#### [Exercise set]
1/ Please answer these questions from the Assassin film entry:
(a) Who edited the film?
(b) What is its running time?
(c) Who wrote it?
2/ Carry on the Assassin film entry from its last sentence.

- Theatrical release poster
- Directed by: Peter Crane
- Written by: Michael Sloan
- Produced by: Peter Crane David M. Jackson
- Starring: Ian Hendry Edward Judd Frank Windsor Ray Brooks
- Cinematography: Brian Jonson
- Edited by: Roy Watts
- Music by: Zack Laurence
- Release date: November 1973;
- Running time: 83 minutes
- Country: United Kingdom
- Language: English

= Assassin (1973 film) =

1973 British film by Peter Crane

Assassin is a 1973 British thriller film directed by Peter Crane and starring Ian Hendry, Edward Judd and Frank Windsor. It was written by Michael Sloan.

#### [Stored records]
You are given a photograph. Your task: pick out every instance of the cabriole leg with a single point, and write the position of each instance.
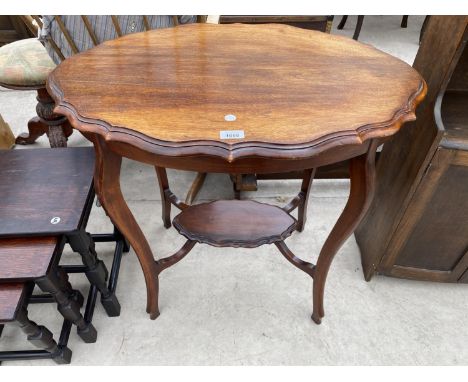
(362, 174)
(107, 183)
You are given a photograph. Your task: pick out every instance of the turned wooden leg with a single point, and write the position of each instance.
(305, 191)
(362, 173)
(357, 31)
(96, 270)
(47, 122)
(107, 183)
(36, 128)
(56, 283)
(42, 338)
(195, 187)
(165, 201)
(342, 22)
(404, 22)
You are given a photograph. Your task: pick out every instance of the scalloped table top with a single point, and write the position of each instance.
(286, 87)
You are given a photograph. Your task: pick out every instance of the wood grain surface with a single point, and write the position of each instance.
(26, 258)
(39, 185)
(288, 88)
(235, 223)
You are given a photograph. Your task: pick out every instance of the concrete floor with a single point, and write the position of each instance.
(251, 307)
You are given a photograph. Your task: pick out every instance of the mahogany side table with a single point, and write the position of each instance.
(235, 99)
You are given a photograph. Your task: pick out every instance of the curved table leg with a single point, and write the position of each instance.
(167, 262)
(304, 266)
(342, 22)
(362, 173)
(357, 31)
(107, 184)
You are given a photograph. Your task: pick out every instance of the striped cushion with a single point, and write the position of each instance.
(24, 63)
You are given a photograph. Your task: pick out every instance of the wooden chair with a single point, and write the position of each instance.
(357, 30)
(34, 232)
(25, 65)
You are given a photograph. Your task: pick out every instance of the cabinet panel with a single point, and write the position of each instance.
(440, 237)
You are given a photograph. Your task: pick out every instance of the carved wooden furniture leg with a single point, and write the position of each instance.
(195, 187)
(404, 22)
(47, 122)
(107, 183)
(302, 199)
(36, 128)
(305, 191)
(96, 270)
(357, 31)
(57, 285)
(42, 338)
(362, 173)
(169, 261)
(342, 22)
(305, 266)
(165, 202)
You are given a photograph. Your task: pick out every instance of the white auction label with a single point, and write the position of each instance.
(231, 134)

* * *

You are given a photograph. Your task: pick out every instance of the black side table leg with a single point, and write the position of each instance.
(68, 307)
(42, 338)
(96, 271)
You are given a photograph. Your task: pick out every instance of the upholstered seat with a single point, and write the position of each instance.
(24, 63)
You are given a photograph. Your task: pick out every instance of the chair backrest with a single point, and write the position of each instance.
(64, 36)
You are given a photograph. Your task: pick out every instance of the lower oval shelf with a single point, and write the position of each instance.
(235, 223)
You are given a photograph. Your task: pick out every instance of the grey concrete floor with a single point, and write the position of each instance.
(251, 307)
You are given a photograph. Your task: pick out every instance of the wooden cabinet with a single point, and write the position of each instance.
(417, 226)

...

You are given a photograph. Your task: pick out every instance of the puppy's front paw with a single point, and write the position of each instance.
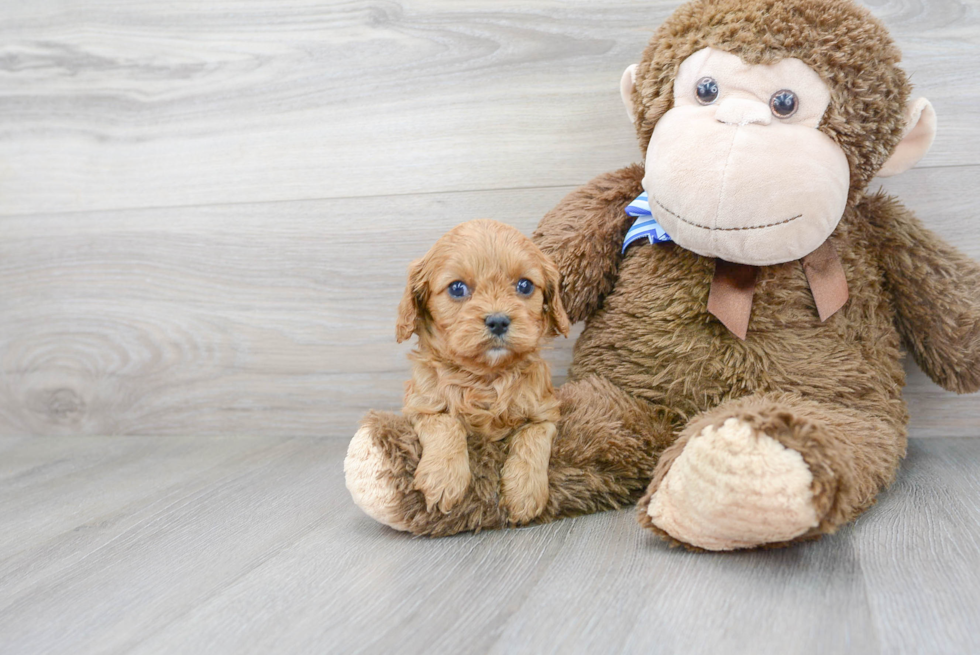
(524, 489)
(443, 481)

#### [In response]
1/
(a) Roy Watts
(b) 83 minutes
(c) Michael Sloan

2/
==Plot==
MI5 intends to liquidate Ministry of Defence official John Stacy, suspected of leaking secrets. Rather than using their own personnel they hire a professional hitman. The assassin is a disillusioned and troubled man, following his accidental killing of a bystander during a previous job. When the time comes for him to kill Stacy, at the wedding of his colleague Craig, MI5 learn that Stacey is not guilty, but it is too late to contact the assassin and call him off, so two MI5 officers are sent to stop him. Before they can, the assassin is run over by a car. However, unknown to MI5, the assassin has a back-up man who shoots Stacy. It transpires that the real spy was Craig.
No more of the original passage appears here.